**Description of the task**
What you return must match the records exactly.
** Opening Supplied material block **
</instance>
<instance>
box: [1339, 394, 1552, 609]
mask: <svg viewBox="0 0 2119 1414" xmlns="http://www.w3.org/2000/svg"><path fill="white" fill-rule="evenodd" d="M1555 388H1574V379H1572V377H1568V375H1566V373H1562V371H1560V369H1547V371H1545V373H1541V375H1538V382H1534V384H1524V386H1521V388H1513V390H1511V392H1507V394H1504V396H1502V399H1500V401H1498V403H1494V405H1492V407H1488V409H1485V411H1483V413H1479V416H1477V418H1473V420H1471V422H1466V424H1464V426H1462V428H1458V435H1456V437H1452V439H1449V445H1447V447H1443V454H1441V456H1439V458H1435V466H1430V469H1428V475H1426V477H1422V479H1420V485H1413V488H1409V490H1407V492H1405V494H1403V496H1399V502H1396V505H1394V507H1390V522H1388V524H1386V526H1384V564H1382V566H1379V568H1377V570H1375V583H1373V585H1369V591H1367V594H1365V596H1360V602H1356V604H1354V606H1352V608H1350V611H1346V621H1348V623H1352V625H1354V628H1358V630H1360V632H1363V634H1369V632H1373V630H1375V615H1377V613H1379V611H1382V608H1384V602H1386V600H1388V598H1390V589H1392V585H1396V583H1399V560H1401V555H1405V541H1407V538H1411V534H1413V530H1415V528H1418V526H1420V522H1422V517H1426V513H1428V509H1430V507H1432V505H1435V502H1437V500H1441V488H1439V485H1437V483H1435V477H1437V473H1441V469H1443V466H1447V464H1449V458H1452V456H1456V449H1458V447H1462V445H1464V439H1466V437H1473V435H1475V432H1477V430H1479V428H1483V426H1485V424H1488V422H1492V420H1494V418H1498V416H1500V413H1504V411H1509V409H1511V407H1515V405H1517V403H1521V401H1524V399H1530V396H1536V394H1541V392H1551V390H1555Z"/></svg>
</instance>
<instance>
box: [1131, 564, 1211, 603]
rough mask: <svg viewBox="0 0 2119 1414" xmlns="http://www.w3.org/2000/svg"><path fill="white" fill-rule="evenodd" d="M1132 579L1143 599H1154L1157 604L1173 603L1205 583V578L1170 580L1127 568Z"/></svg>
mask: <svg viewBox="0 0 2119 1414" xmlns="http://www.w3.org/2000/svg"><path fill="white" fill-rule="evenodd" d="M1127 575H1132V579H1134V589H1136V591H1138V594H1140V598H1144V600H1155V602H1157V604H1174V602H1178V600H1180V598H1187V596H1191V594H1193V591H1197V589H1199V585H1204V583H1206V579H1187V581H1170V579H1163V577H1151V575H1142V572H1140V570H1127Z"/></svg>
** Closing Supplied material block **
**Result for this task**
</instance>
<instance>
box: [1339, 394, 1552, 609]
mask: <svg viewBox="0 0 2119 1414" xmlns="http://www.w3.org/2000/svg"><path fill="white" fill-rule="evenodd" d="M1555 388H1574V379H1572V377H1568V375H1566V373H1562V371H1560V369H1547V371H1545V373H1541V375H1538V382H1534V384H1524V386H1521V388H1513V390H1511V392H1507V394H1504V396H1502V399H1500V401H1498V403H1494V405H1492V407H1488V409H1485V411H1483V413H1479V416H1477V418H1473V420H1471V422H1466V424H1464V426H1462V428H1458V435H1456V437H1452V439H1449V445H1447V447H1443V454H1441V456H1439V458H1435V466H1430V469H1428V475H1426V477H1422V479H1420V485H1413V488H1409V490H1407V492H1405V494H1403V496H1399V502H1396V505H1394V507H1390V522H1388V524H1386V526H1384V564H1382V566H1379V568H1377V570H1375V583H1373V585H1369V591H1367V594H1365V596H1360V602H1356V604H1354V606H1352V608H1350V611H1346V621H1348V623H1352V625H1354V628H1358V630H1360V632H1363V634H1369V632H1373V630H1375V615H1377V613H1379V611H1382V608H1384V602H1386V600H1388V598H1390V589H1392V585H1396V583H1399V560H1401V555H1405V541H1407V538H1411V534H1413V530H1415V528H1418V526H1420V522H1422V517H1426V513H1428V509H1430V507H1432V505H1435V502H1437V500H1441V488H1439V485H1437V483H1435V477H1437V473H1441V469H1443V466H1447V464H1449V458H1452V456H1456V449H1458V447H1462V445H1464V439H1466V437H1473V435H1475V432H1477V430H1479V428H1483V426H1485V424H1488V422H1492V420H1494V418H1498V416H1500V413H1504V411H1509V409H1511V407H1515V405H1517V403H1521V401H1524V399H1530V396H1536V394H1541V392H1551V390H1555Z"/></svg>
</instance>
<instance>
box: [1131, 564, 1211, 603]
rough mask: <svg viewBox="0 0 2119 1414" xmlns="http://www.w3.org/2000/svg"><path fill="white" fill-rule="evenodd" d="M1132 579L1143 599H1154L1157 604L1173 603L1205 583V578L1170 580L1127 568Z"/></svg>
mask: <svg viewBox="0 0 2119 1414" xmlns="http://www.w3.org/2000/svg"><path fill="white" fill-rule="evenodd" d="M1127 575H1132V579H1134V589H1136V591H1138V594H1140V598H1144V600H1155V602H1157V604H1174V602H1178V600H1180V598H1187V596H1191V594H1193V591H1197V589H1199V585H1204V583H1206V579H1187V581H1170V579H1163V577H1151V575H1142V572H1140V570H1127Z"/></svg>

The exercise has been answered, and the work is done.